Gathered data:
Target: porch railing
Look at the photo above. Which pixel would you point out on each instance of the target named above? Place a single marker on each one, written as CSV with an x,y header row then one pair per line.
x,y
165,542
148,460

### Problem requirements
Format the data above as a Markdown table with the columns Row and Line, placing each nonblank line in its own row and numbering the rows in order.

### Result for this exercise
| Row | Line |
|---|---|
| 1 | Target: porch railing |
| 2 | Look at the photo above. Which pixel would you point out on each instance of the target named above? Place a single marker on each one, written as CSV with an x,y header row then one pair per line. |
| 3 | x,y |
| 4 | 165,542 |
| 5 | 148,460 |